* _Task goal_: Each line of the data has to be written out again exactly as shown.

* _Data extracts_:
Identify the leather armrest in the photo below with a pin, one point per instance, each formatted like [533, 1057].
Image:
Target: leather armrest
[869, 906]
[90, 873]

* _Finished exercise_:
Identify the leather armrest in the photo below with a pin, one point per instance, each formatted like [533, 1057].
Image:
Target: leather armrest
[869, 906]
[90, 873]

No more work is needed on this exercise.